可是,问号紧跟着我们,我们忍不住要问:有几位老年人肯听我们的话呢?有几位老年人能听我们的话呢?有几位老年人乐意谈谈接棒的问题呢?
从陆机的旧赋里,我们仿佛看到一批批英气耿介声盖士林的青年人,他们一个个都从青丝变成了白发。他们还算是高明的人,虽然显得老惫,可还能勉强维持最后一道防线,不太肯胡来。他们的“老气”不复以达工部所谓“横九州”的地位了,只好以望七之年,去做“横秋”的壮举了!老朽昏聩卖身投靠的一辈,我们不必说,即以最开明一代的老先生而论,从写《人权与约法》时代的胡适之到写《容忍与自由》时代的胡适之;从写《人权论集》时代的梁实秋到《远东英汉字典》时代的梁实秋,我们多少可以看出他们转变的痕迹。弗洛斯特在他那首《预防》(Precution)里,说他年轻时不敢做一个急进派,因为怕他年老时变成一个保守派。我并非说胡适之与梁实秋已变成保守派,我是说,他们今日的“稳健”与当年那种生龙活虎意气纵横的气概是不大相称的!

+ + + + + + +

**设定任务 A:** 从下面的条目中挑出所有包含字符串“vegetation”的行并抄出来，大小写须完全一致。

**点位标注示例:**
+ + + + + + +

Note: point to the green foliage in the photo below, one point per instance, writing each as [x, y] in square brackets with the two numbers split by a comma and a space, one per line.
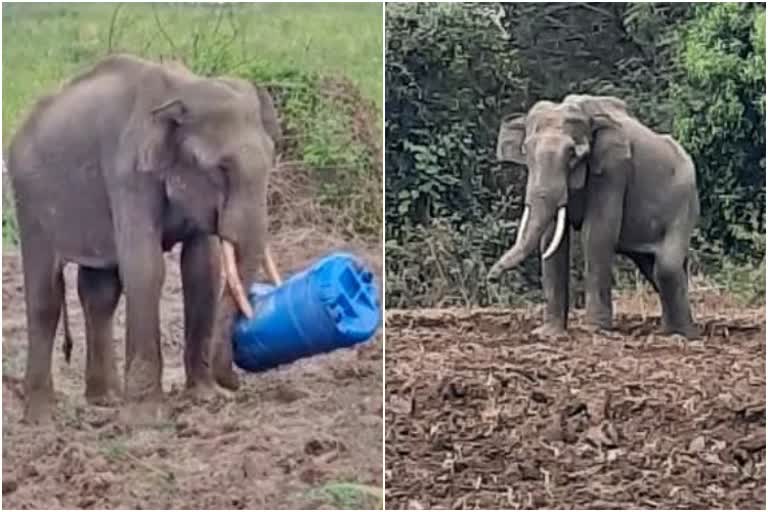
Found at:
[720, 118]
[453, 70]
[325, 83]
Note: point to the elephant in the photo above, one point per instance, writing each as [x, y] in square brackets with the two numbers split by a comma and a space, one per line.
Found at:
[127, 160]
[595, 167]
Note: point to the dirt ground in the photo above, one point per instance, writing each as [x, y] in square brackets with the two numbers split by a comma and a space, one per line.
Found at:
[479, 414]
[304, 436]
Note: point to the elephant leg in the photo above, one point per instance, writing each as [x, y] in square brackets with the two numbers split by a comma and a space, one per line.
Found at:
[601, 235]
[671, 275]
[44, 297]
[555, 283]
[645, 263]
[99, 291]
[200, 273]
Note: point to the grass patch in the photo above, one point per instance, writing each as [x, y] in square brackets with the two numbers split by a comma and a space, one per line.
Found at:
[44, 44]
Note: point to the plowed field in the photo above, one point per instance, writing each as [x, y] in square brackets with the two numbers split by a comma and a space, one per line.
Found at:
[307, 435]
[480, 414]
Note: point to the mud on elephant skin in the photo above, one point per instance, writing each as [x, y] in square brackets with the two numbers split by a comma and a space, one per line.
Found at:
[130, 158]
[629, 190]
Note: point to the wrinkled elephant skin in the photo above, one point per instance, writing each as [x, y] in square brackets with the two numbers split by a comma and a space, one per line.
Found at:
[594, 167]
[129, 159]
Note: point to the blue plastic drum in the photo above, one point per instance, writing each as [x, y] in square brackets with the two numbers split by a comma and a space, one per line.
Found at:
[333, 304]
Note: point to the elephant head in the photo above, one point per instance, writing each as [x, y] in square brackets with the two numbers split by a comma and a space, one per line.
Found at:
[561, 144]
[214, 141]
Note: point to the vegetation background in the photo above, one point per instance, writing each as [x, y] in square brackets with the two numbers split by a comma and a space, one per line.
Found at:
[453, 70]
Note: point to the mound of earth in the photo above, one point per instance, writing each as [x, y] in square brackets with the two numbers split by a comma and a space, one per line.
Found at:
[480, 414]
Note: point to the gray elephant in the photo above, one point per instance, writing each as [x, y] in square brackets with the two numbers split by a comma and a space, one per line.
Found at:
[128, 159]
[631, 191]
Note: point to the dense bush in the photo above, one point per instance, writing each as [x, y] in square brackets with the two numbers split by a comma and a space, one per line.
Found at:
[453, 70]
[448, 75]
[719, 116]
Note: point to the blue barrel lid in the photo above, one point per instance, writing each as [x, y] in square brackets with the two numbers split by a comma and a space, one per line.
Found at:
[349, 293]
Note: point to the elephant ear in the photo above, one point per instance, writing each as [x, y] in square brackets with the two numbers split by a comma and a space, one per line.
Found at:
[509, 147]
[578, 175]
[610, 146]
[158, 150]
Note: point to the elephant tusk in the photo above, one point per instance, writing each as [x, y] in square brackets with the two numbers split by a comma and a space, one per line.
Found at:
[559, 232]
[233, 279]
[271, 268]
[523, 224]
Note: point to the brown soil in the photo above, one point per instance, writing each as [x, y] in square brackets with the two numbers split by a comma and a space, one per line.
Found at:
[296, 437]
[480, 414]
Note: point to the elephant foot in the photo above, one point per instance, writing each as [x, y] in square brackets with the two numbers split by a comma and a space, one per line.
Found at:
[549, 331]
[151, 412]
[38, 410]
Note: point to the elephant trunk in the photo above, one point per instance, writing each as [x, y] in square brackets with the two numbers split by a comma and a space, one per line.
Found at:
[243, 231]
[244, 250]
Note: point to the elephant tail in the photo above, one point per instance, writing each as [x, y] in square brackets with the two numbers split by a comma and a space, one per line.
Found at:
[67, 348]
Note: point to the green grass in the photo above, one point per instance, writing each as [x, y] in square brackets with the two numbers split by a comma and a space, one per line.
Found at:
[43, 44]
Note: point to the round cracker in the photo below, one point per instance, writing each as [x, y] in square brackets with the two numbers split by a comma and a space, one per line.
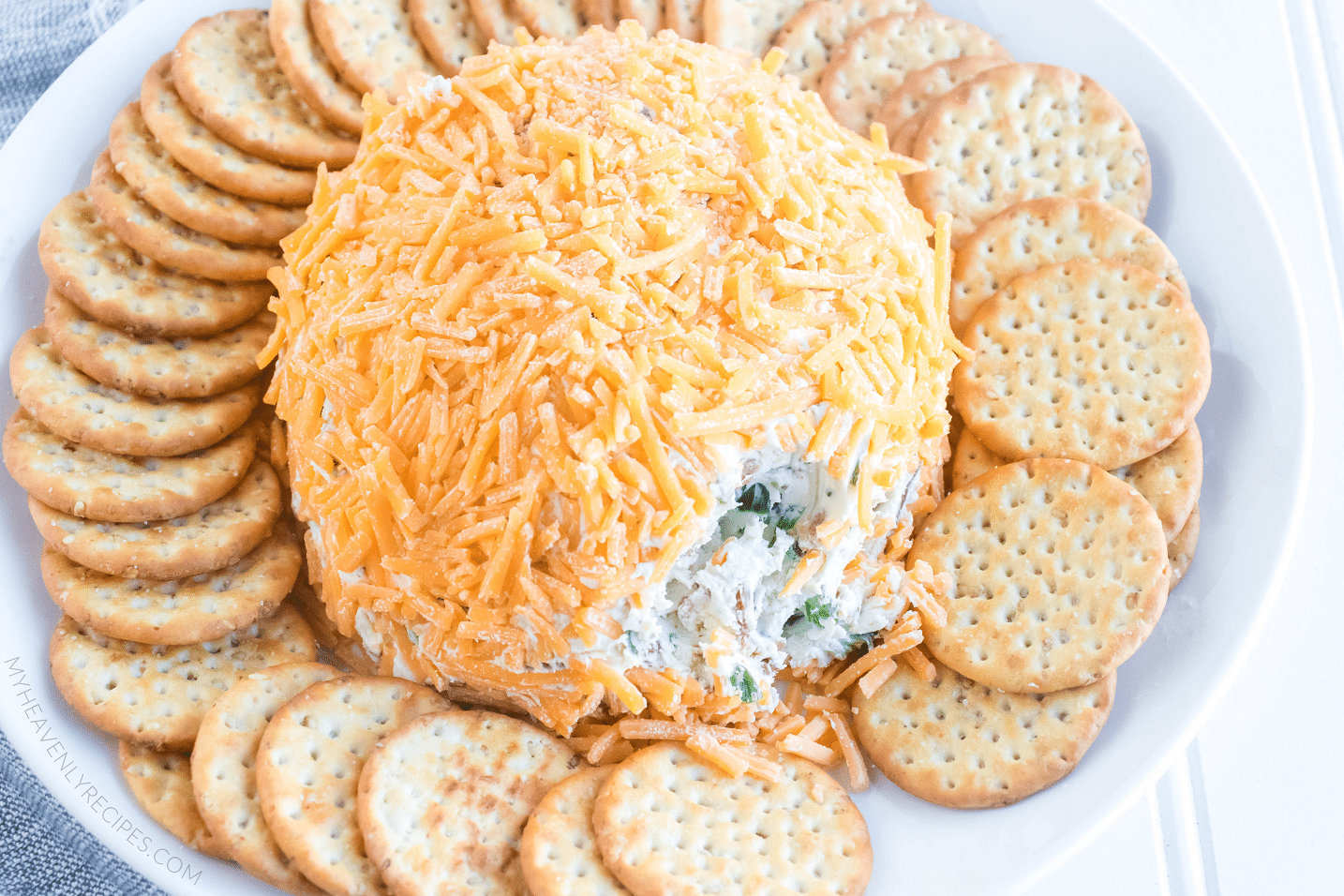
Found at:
[960, 744]
[182, 367]
[1061, 574]
[228, 74]
[913, 97]
[671, 824]
[972, 459]
[560, 19]
[116, 487]
[1092, 360]
[816, 33]
[157, 694]
[308, 769]
[155, 234]
[113, 284]
[223, 769]
[192, 202]
[746, 24]
[213, 538]
[1025, 130]
[308, 68]
[1171, 480]
[199, 151]
[442, 800]
[160, 782]
[179, 610]
[1168, 480]
[1047, 231]
[647, 12]
[448, 30]
[371, 43]
[1180, 549]
[558, 850]
[879, 56]
[82, 410]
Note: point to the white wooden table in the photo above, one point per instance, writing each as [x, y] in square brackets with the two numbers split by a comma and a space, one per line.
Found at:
[1257, 803]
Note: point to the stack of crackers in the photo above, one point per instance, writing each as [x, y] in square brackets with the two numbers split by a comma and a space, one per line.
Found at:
[1077, 465]
[157, 484]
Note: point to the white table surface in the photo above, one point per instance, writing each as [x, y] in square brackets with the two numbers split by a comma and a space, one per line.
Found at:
[1256, 806]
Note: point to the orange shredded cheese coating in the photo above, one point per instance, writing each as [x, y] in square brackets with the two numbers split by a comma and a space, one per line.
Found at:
[515, 329]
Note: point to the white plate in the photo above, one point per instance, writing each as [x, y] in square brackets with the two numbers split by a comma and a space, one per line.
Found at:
[1254, 426]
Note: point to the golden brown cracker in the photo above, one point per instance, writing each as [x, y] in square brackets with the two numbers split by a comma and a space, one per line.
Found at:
[962, 744]
[1027, 130]
[229, 77]
[1059, 574]
[157, 694]
[113, 284]
[223, 769]
[80, 409]
[83, 481]
[308, 769]
[183, 610]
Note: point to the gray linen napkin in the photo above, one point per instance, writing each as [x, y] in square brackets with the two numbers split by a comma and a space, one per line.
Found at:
[43, 850]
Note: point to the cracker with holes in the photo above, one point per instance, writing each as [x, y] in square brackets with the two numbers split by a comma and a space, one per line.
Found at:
[113, 284]
[1171, 480]
[308, 769]
[878, 58]
[179, 610]
[448, 31]
[214, 160]
[160, 782]
[909, 104]
[83, 481]
[746, 24]
[65, 400]
[1180, 549]
[1168, 480]
[1093, 360]
[308, 68]
[228, 74]
[158, 180]
[183, 367]
[647, 12]
[213, 538]
[1047, 231]
[1061, 574]
[443, 800]
[157, 694]
[155, 234]
[371, 43]
[1027, 130]
[819, 30]
[223, 771]
[558, 850]
[671, 824]
[962, 744]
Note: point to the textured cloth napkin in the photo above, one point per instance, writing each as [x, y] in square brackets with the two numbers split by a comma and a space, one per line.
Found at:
[43, 850]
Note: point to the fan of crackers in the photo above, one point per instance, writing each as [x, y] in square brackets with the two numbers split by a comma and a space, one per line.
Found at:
[191, 635]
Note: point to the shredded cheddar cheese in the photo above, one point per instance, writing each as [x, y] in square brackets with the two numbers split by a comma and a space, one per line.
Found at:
[515, 334]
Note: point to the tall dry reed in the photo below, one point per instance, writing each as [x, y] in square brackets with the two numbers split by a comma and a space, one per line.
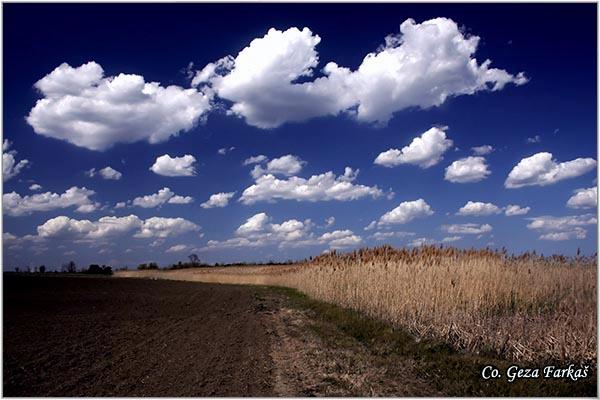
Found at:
[524, 307]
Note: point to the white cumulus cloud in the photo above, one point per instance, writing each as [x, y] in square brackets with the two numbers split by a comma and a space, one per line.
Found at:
[584, 198]
[10, 166]
[467, 170]
[482, 150]
[16, 205]
[218, 200]
[450, 239]
[287, 165]
[513, 209]
[424, 151]
[467, 229]
[83, 107]
[323, 187]
[178, 248]
[159, 227]
[255, 159]
[166, 165]
[478, 209]
[562, 228]
[258, 231]
[576, 233]
[552, 223]
[541, 169]
[163, 196]
[422, 66]
[406, 212]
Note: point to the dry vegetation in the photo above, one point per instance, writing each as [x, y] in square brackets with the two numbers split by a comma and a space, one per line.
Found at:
[524, 307]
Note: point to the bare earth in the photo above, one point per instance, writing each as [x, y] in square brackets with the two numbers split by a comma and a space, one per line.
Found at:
[89, 336]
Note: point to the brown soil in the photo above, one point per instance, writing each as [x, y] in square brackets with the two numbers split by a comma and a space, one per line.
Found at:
[129, 337]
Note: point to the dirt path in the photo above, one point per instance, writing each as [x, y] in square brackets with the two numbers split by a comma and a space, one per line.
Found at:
[85, 336]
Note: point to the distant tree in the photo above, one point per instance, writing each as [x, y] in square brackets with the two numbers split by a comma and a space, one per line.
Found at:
[194, 259]
[148, 266]
[69, 267]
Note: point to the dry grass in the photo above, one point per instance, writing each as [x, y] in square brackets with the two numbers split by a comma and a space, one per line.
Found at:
[528, 307]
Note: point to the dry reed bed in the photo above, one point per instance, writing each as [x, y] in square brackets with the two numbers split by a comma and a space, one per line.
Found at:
[528, 307]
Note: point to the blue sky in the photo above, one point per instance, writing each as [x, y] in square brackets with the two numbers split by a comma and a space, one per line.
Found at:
[182, 96]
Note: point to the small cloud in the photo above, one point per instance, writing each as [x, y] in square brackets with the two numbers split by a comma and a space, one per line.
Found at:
[224, 150]
[166, 165]
[482, 150]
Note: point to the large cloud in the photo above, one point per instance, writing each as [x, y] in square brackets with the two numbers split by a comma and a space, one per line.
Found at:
[16, 205]
[584, 198]
[406, 212]
[85, 108]
[166, 165]
[424, 151]
[10, 166]
[478, 209]
[421, 67]
[467, 170]
[541, 169]
[323, 187]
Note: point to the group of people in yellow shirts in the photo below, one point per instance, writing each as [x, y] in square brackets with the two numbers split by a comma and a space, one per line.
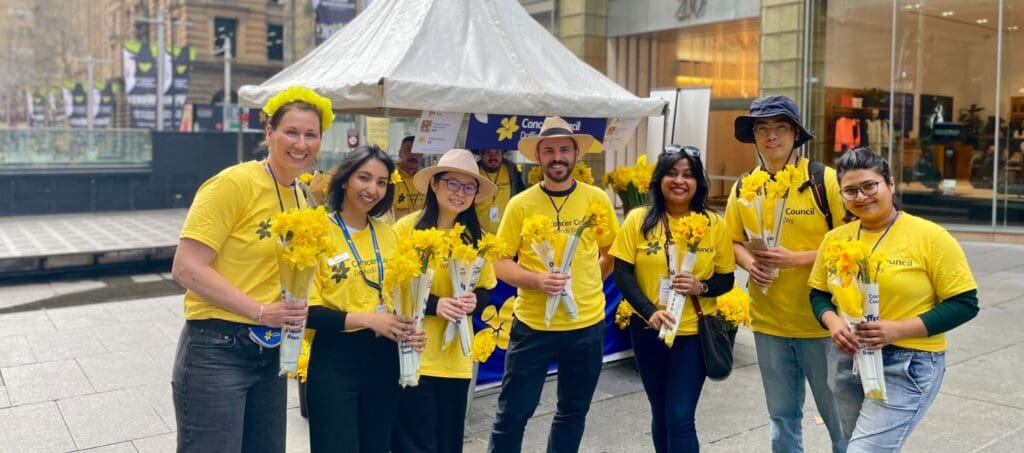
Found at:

+ + + + + + +

**设定任务 B:** 接着前面那篇谈老年人与接棒问题的文章往下写，从它最后一句之后写起。

**练习答案 A:**
Note: point to the vegetation background in the photo above, one point per instance, writing each as [x, y] in square brackets with the two numbers split by a comma and a space, one per line.
Note: point to the dry vegetation in the photo above, one point per instance, writing each as [x, y] in square brackets with the two numbers split by a comma and a space, one per line.

**练习答案 B:**
公自平生怀直气,
谁能晚节负初心?
死去的哲人的诗句已经给那些好学不倦、守经不变的耄勤之士指出一个危机。我们不惋惜钱谦益、章士钊的老不自爱,我们只惋惜黄梨洲、江亢虎的晚节难全!罗马史家李维(Livy)曾批评大西庇阿·阿弗里卡纳斯(Scipio Africanus)道:
Ultima Primis cedebant.(他的晚年不及他的早年。)
环顾国中,有几个可爱的老年人能挡得住这种判决呢?
病情是指出来了,可是没有药方,答案不是没有,而是不需要一个越俎代庖的青年人来提供,至少就我个人而言,我不觉得我有资格去做评议员。对那些老不成器老不晓事的老爷,我不愿再说什么;对那些厚着脸皮老调重弹的老奸巨猾,我也不愿再说什么;只是对那些以老当益壮自许、以老骥伏枥自命的老先生,我忍不住要告诉你们:我们不会抢你们的棒子,我们不要鸣鼓而攻我们圣人的棒子,我们不稀罕里面已经腐朽外面涂层新漆的棒子。我们早已伸出了双手,透过沉闷的空气,眼巴巴地等待你们递给我们一根真正崭新的棒子!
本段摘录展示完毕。